(Natural-language object grounding data)

-=-=-=-=-

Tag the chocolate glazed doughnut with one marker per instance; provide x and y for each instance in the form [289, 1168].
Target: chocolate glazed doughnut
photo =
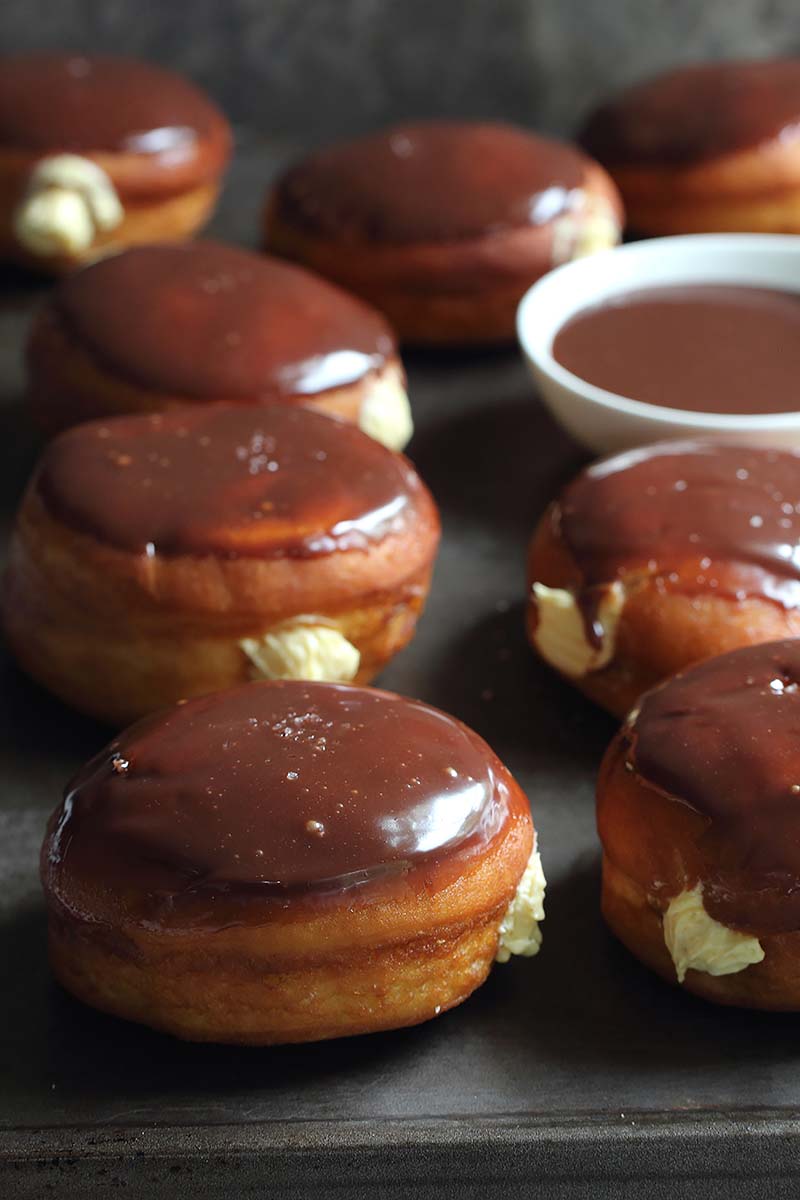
[711, 147]
[102, 153]
[289, 862]
[443, 225]
[662, 556]
[162, 557]
[160, 327]
[698, 810]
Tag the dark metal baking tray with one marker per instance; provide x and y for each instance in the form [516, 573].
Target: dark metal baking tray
[571, 1074]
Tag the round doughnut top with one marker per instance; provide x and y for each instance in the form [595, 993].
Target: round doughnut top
[723, 737]
[68, 102]
[434, 181]
[275, 787]
[203, 321]
[726, 517]
[226, 480]
[696, 113]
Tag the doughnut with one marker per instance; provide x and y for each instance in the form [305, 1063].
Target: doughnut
[160, 327]
[662, 556]
[699, 822]
[167, 556]
[444, 225]
[102, 153]
[289, 862]
[707, 148]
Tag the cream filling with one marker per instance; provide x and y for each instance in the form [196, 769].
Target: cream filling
[519, 933]
[302, 651]
[698, 942]
[560, 634]
[67, 202]
[385, 414]
[583, 232]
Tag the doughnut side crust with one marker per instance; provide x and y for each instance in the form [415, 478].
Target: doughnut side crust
[67, 385]
[305, 972]
[659, 631]
[751, 191]
[649, 857]
[459, 291]
[118, 635]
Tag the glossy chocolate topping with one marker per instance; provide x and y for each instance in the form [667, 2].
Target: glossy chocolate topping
[276, 789]
[262, 483]
[697, 113]
[704, 348]
[66, 102]
[702, 516]
[435, 181]
[211, 322]
[723, 738]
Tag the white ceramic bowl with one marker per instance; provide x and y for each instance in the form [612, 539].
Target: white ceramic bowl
[601, 419]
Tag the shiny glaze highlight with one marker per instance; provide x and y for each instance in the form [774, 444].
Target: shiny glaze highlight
[275, 791]
[260, 483]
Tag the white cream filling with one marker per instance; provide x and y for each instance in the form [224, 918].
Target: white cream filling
[385, 413]
[302, 651]
[519, 933]
[698, 942]
[67, 202]
[560, 634]
[584, 231]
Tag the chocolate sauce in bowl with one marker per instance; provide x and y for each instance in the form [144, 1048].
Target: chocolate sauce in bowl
[698, 347]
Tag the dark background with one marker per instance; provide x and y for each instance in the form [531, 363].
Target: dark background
[308, 70]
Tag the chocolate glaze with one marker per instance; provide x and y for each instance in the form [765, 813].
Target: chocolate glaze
[703, 348]
[275, 790]
[433, 181]
[266, 483]
[66, 102]
[723, 738]
[699, 516]
[696, 113]
[211, 322]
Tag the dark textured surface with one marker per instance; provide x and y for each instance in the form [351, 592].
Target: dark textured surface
[572, 1066]
[322, 67]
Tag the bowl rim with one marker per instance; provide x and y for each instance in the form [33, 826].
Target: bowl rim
[541, 358]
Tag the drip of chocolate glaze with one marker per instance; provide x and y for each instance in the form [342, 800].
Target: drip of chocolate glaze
[229, 480]
[433, 181]
[723, 738]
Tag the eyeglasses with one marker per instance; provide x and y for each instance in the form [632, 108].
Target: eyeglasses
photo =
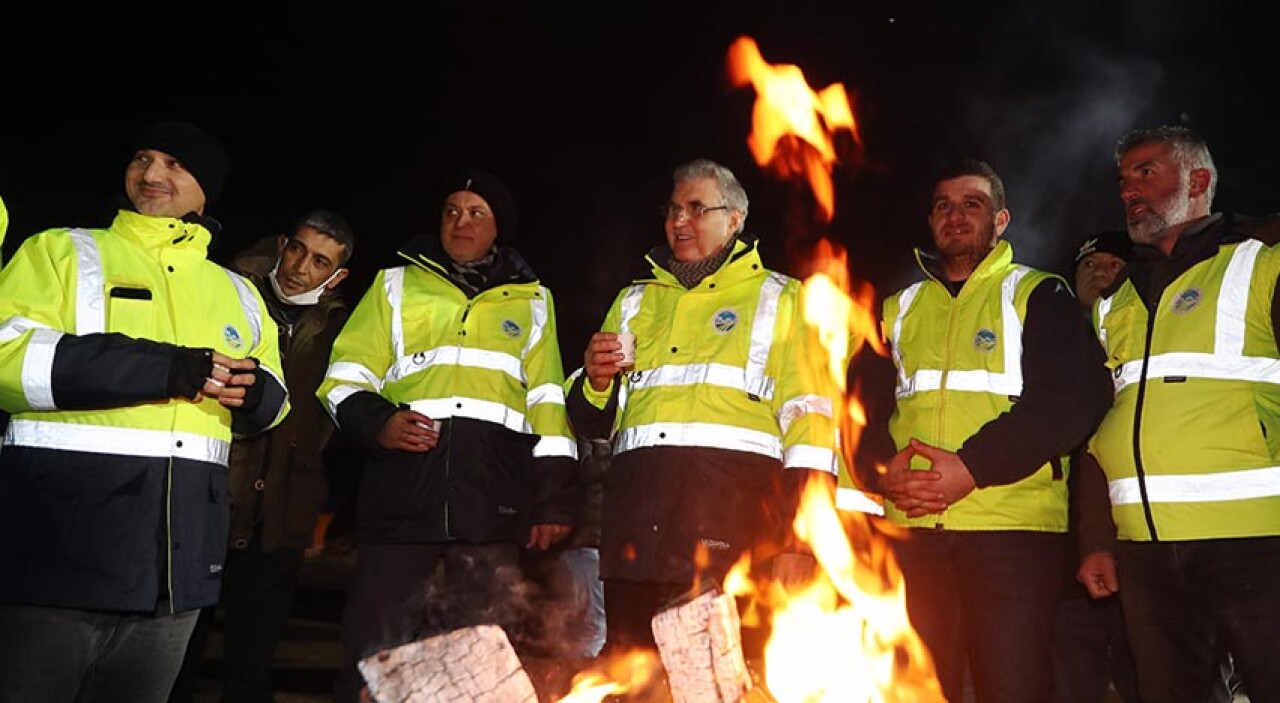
[672, 211]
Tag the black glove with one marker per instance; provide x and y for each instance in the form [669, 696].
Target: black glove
[188, 370]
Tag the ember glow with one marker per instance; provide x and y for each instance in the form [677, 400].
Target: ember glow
[846, 635]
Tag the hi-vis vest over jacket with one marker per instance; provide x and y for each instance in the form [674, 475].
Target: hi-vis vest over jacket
[113, 496]
[1192, 444]
[489, 368]
[722, 402]
[959, 364]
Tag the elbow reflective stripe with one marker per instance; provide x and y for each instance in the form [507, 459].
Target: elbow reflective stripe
[699, 434]
[337, 395]
[18, 325]
[538, 311]
[475, 409]
[796, 407]
[853, 500]
[90, 284]
[1201, 365]
[629, 306]
[355, 373]
[691, 374]
[808, 456]
[981, 380]
[248, 304]
[71, 437]
[762, 336]
[393, 284]
[545, 393]
[1233, 300]
[37, 369]
[556, 446]
[1202, 488]
[457, 356]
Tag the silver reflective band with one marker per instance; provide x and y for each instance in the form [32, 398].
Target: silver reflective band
[72, 437]
[90, 284]
[979, 380]
[1226, 361]
[699, 434]
[1203, 488]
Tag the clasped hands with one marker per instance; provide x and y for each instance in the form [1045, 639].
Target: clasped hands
[932, 491]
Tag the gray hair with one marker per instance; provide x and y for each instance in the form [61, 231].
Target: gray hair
[1189, 150]
[725, 179]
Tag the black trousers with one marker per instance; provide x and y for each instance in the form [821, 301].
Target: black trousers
[256, 602]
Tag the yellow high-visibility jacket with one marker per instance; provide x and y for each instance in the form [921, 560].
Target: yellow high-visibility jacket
[1192, 444]
[113, 496]
[489, 369]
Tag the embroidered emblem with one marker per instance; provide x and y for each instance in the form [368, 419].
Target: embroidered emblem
[1187, 301]
[232, 336]
[725, 320]
[984, 339]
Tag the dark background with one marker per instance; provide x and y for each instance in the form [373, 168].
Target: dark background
[584, 109]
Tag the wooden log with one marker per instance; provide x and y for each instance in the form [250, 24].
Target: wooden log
[702, 649]
[469, 665]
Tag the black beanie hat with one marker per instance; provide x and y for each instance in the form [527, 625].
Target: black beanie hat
[197, 150]
[496, 193]
[1115, 242]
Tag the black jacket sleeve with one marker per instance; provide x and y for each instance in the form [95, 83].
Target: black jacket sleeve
[362, 416]
[1066, 391]
[588, 420]
[101, 371]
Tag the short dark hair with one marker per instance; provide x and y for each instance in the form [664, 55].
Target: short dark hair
[332, 226]
[974, 167]
[1189, 150]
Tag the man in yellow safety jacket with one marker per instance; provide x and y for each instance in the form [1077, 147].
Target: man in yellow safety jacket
[1192, 446]
[449, 373]
[717, 419]
[997, 378]
[128, 363]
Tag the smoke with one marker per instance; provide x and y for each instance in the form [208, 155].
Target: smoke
[1054, 147]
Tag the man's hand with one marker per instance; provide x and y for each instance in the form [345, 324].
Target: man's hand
[912, 491]
[410, 432]
[542, 537]
[603, 360]
[1097, 573]
[955, 480]
[229, 379]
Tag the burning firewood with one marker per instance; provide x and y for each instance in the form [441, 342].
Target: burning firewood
[472, 663]
[702, 649]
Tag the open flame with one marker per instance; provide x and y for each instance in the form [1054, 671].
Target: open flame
[846, 635]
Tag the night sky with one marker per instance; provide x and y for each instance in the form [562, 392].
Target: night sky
[584, 109]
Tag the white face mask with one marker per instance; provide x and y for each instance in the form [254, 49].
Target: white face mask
[306, 297]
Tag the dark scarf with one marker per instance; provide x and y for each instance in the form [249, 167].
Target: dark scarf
[474, 275]
[691, 273]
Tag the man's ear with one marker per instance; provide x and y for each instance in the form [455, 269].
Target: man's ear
[1002, 218]
[337, 278]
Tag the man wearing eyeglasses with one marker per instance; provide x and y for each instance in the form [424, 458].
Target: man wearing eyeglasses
[716, 425]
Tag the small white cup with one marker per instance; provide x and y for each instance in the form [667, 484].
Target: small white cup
[629, 348]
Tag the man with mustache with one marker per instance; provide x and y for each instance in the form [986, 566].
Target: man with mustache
[1192, 446]
[997, 379]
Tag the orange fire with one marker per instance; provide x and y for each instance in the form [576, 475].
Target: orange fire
[846, 635]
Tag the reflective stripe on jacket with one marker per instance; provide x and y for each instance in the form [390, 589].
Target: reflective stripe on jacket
[100, 466]
[959, 366]
[1205, 460]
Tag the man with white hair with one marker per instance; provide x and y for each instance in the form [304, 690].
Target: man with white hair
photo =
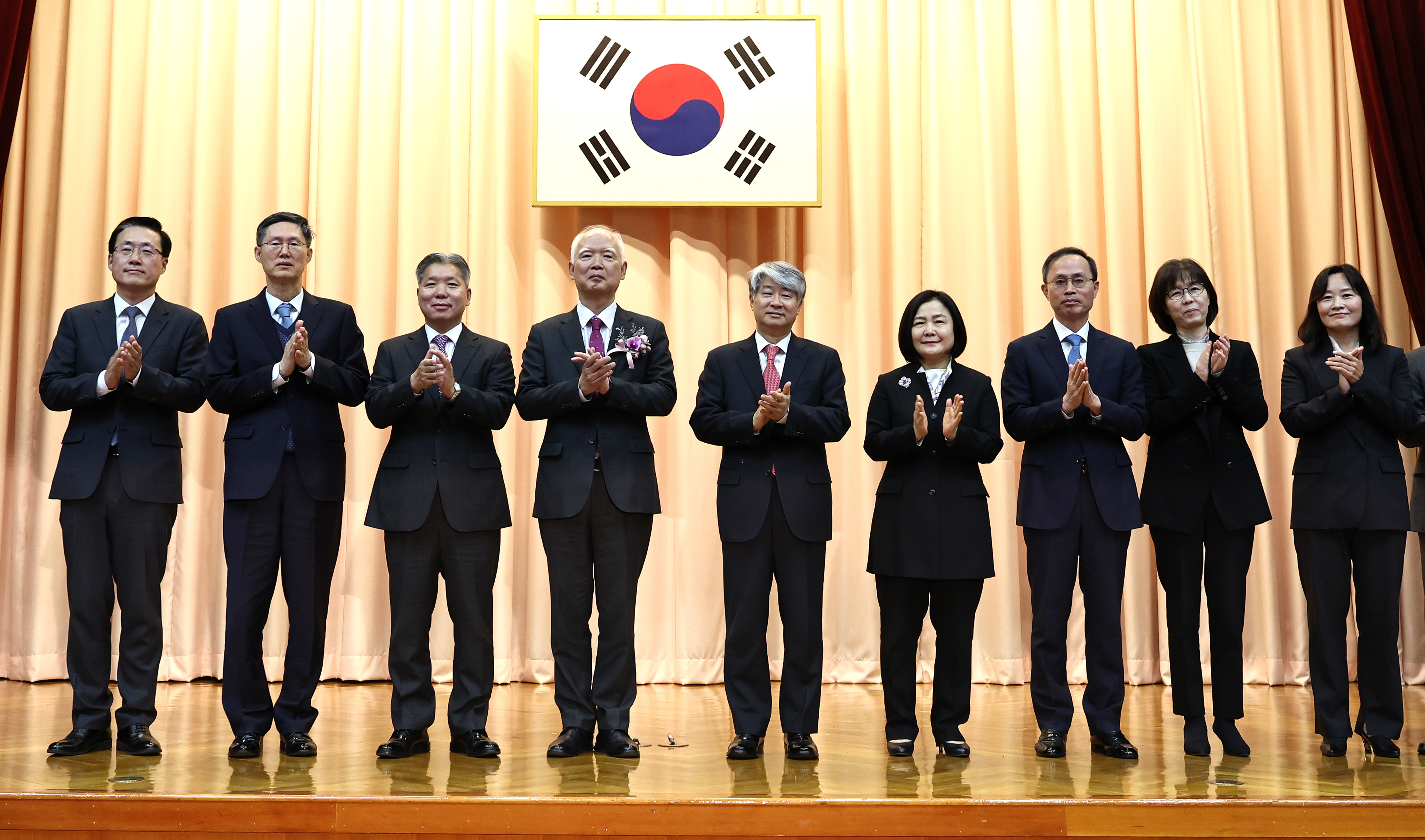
[773, 402]
[596, 374]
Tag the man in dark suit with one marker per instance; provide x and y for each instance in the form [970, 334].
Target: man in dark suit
[773, 402]
[123, 367]
[1078, 502]
[278, 367]
[596, 375]
[440, 496]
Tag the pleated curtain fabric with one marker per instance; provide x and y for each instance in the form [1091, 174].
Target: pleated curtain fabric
[962, 142]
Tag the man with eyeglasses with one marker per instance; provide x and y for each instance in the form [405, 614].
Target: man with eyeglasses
[123, 368]
[278, 368]
[1078, 500]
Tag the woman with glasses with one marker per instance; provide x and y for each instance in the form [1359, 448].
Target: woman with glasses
[934, 422]
[1346, 396]
[1202, 497]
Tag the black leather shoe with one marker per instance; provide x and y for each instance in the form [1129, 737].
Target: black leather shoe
[404, 744]
[800, 746]
[246, 746]
[744, 746]
[1384, 748]
[299, 745]
[616, 744]
[571, 742]
[955, 749]
[82, 741]
[1051, 745]
[136, 741]
[474, 744]
[1114, 745]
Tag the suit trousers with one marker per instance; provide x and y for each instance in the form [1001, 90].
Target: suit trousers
[115, 543]
[417, 561]
[291, 533]
[595, 556]
[1185, 576]
[749, 570]
[1085, 547]
[1329, 561]
[903, 615]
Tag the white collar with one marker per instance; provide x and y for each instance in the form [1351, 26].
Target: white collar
[275, 302]
[120, 305]
[608, 315]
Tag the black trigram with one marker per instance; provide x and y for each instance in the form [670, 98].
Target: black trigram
[605, 157]
[747, 58]
[749, 157]
[616, 55]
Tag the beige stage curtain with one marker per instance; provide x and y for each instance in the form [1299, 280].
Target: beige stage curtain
[964, 140]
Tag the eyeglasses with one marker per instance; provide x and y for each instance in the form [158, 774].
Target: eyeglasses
[127, 251]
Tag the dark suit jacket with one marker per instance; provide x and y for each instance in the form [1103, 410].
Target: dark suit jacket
[729, 390]
[618, 421]
[438, 443]
[1032, 389]
[146, 414]
[933, 509]
[1197, 449]
[239, 375]
[1349, 470]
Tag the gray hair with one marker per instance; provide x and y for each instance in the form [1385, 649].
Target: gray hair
[455, 260]
[590, 230]
[783, 274]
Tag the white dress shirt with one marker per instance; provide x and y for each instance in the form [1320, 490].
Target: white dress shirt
[120, 328]
[278, 381]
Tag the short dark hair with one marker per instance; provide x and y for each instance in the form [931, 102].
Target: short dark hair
[455, 260]
[1071, 250]
[908, 319]
[1171, 274]
[287, 217]
[1313, 332]
[149, 224]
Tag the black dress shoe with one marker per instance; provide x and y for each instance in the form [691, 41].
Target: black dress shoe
[744, 746]
[1384, 748]
[571, 742]
[136, 741]
[1114, 745]
[404, 744]
[82, 741]
[616, 744]
[800, 746]
[474, 744]
[955, 749]
[1051, 745]
[299, 745]
[246, 746]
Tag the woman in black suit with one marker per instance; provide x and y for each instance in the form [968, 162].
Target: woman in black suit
[1202, 496]
[1346, 395]
[935, 423]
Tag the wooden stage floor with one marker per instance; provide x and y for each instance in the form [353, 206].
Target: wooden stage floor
[1287, 789]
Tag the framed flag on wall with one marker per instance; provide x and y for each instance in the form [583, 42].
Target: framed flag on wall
[666, 112]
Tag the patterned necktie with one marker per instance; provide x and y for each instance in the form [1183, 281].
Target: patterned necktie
[596, 335]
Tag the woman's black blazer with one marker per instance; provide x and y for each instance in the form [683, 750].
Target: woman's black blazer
[1349, 470]
[933, 509]
[1197, 450]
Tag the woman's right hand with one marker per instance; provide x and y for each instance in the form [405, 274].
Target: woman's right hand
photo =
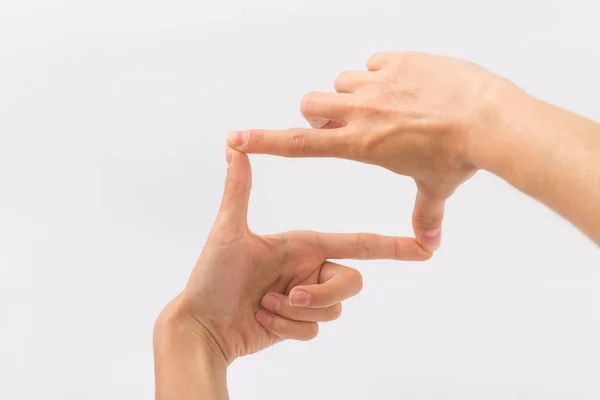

-=-=-=-=-

Review the entries above and return every line where "right" appears.

* [RESPONSE TO THE TASK]:
Tag the woman's right hand with one marker per instance; provide x and y for each instance in the form [405, 274].
Target: woman's right hand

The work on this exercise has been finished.